### PASSAGE SHOWN:
3) Defection. The biggest stakeholders in AI have so far decided to cooperate on AI governance, with tech companies themselves committing to voluntary standards and guardrails. But as the technology advances and its enormous benefits become self-evident, the growing lure of geopolitical advantage and commercial interest will incentivize governments and companies to defect from the non-binding agreements and regimes they've joined to maximize their gains—or to not join in the first place. 

4) Technological speed. AI will continue to improve quickly, with capabilities doubling roughly every six months—three times faster than Moore's law. GPT-5, the next generation of OpenAI's large language model, is set to come out this year—only to be rendered obsolete by the next as-of-yet inconceivable breakthrough in a matter of months. As AI models become exponentially more capable, the technology itself is outpacing efforts to contain it in real time. 

Which brings us to the core challenge for AI governance: Responding to AI is less about regulating the technology (which is well beyond plausible containment) than understanding the business models driving its expansion and then constraining the incentives (capitalism, geopolitics, human ingenuity) that propel it in potentially dangerous directions. On this front, no near-term governance mechanisms will come close. The result is an AI Wild West resembling the largely ungoverned social media landscape, but with greater potential for harm.

Object descriptions in free text:
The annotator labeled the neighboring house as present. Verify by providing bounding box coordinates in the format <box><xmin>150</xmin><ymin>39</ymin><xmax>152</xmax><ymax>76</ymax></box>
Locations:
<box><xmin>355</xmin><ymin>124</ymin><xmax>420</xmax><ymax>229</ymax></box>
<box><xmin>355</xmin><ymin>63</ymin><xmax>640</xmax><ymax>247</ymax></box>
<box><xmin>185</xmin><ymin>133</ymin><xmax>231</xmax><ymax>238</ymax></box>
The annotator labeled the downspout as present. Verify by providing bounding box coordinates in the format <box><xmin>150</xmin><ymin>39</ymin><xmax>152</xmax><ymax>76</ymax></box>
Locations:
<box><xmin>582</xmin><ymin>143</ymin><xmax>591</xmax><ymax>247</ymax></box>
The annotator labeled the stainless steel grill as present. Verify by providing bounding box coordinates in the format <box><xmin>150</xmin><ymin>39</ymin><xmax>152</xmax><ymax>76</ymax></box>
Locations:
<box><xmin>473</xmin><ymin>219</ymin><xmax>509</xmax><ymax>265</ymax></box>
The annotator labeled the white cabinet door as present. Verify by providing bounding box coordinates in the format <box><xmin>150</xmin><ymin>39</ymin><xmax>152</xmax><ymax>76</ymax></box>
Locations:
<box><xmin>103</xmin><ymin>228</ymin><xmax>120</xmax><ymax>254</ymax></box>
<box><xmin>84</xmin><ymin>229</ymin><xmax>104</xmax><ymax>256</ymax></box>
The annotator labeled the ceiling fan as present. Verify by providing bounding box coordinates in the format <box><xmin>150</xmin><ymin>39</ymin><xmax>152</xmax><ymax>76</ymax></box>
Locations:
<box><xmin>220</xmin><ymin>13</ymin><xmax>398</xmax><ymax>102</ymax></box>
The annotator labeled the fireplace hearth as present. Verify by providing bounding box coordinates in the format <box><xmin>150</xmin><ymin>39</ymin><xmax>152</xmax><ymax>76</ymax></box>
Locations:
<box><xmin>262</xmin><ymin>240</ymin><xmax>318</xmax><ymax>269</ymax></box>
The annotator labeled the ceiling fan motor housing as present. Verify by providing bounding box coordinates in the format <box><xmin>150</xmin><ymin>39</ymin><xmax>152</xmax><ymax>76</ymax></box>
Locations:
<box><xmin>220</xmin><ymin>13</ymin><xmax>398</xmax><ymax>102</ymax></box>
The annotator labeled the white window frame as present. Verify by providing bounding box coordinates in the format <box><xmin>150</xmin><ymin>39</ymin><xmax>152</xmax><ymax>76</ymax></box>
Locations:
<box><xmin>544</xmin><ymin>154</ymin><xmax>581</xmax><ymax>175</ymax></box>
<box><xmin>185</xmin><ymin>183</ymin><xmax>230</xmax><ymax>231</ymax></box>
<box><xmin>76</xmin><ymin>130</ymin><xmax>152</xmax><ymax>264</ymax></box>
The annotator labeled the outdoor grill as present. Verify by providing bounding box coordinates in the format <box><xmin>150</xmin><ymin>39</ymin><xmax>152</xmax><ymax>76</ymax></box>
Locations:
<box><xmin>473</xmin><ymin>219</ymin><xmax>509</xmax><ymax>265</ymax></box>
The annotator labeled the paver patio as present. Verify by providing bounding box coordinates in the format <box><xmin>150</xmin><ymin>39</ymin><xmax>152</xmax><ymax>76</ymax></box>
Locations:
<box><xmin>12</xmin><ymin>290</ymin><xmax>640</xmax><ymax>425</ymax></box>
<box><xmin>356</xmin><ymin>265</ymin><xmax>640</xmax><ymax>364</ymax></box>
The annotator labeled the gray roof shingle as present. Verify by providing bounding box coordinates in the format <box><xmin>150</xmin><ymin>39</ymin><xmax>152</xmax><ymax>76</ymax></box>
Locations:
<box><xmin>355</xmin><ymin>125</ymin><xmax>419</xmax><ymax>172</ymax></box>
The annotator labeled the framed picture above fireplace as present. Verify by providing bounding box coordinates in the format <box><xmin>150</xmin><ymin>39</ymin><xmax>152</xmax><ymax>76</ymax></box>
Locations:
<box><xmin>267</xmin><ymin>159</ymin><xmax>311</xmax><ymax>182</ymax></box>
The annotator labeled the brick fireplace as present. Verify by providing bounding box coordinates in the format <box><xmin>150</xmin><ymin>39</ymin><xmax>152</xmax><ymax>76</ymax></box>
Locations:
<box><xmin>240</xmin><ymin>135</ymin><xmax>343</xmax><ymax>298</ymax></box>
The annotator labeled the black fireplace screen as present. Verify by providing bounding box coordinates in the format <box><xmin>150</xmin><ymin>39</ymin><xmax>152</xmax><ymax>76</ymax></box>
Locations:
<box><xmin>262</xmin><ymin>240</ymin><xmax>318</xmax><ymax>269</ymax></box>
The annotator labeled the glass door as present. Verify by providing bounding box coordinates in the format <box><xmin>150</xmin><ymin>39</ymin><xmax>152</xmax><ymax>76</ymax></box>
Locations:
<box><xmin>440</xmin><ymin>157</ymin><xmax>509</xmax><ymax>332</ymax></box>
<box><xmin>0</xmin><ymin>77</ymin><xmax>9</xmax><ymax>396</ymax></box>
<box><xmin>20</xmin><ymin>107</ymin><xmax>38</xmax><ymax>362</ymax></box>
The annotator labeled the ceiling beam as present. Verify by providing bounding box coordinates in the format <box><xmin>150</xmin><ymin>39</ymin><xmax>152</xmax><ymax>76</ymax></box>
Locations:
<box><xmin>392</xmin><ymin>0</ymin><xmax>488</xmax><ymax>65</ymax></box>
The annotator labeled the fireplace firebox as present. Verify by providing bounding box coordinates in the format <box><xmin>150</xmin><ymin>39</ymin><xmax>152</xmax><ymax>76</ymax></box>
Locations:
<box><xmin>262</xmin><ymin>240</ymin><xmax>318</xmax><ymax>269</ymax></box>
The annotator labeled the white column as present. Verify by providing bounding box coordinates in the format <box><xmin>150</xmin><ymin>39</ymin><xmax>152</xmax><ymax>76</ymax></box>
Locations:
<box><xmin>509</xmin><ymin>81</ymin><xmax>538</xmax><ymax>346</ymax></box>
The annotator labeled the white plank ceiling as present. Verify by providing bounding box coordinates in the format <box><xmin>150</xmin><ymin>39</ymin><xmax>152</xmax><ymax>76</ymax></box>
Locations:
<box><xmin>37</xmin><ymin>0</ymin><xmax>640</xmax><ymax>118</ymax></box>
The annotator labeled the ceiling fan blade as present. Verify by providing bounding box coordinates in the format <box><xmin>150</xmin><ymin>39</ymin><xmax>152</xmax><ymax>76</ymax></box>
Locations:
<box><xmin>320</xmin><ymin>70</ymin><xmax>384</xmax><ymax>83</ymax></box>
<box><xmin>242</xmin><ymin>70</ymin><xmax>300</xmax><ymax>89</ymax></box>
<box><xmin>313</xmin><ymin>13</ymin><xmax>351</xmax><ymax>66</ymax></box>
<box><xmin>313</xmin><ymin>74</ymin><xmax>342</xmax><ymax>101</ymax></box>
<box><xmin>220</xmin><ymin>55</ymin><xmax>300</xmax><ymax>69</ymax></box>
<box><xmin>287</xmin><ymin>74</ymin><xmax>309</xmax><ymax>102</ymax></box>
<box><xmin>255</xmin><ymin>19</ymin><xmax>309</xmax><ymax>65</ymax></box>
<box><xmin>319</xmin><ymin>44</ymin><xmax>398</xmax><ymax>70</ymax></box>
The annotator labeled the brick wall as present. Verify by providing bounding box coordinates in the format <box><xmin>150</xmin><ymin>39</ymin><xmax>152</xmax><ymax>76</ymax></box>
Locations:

### WORK INSTRUCTIONS:
1. Using the passage on AI governance, decide whether each statement agrees with it. Give yes or no for each, plus the passage's deciding words in quotation marks. (a) AI capabilities double roughly once a year. (b) GPT-5 is set to come out this year. (c) Tech companies have committed to binding rules for AI.
2. The passage on AI governance names, in parentheses, the incentives that push AI in potentially dangerous directions. List all of them.
3. Resume the passage on AI governance, starting right after its last sentence.

### WRITTEN ANSWERS:
1.
(a) No: "with capabilities doubling roughly every six months"
(b) Yes: "GPT-5, the next generation of OpenAI's large language model, is set to come out this year"
(c) No: "with tech companies themselves committing to voluntary standards and guardrails"

2. capitalism, geopolitics, human ingenuity

3.
Technological breakthroughs moving faster than governance efforts

Two risks stand out for 2024. The first is disinformation. In a year when four billion people head to the polls, generative AI will be used by domestic and foreign actors—notably Russia—to influence electoral campaigns, stoke division, undermine trust in democracy, and sow political chaos on an unprecedented scale. Sharply divided Western societies, where voters increasingly access information from social media echo chambers, will be particularly vulnerable to manipulation. A crisis in global democracy is today more likely to be precipitated by AI-created and algorithm-driven disinformation than any other factor.

Beyond elections, AI-generated disinformation will also be used to exacerbate ongoing geopolitical conflicts such as the wars in the Middle East and Ukraine (please see Top Risks #2 and #3). Kremlin propagandists recently used generative AI to spread fake stories about Ukrainian President Volodymyr Zelensky on TikTok, X, and other platforms, which were then cited by Republican lawmakers as reasons not to support further US aid to Ukraine. Last year also saw misinformation about Hamas and Israel spread like wildfire. While much of this has happened without AI, the technology is about to become a principal risk shaping snap policy decisions. Simulated pictures, audio, and video—amplified on social media by armies of AI-powered bots—will increasingly be used by combatants, their backers, and chaos agents to sway public opinion, discredit real evidence, and further inflame geopolitical tensions around the world.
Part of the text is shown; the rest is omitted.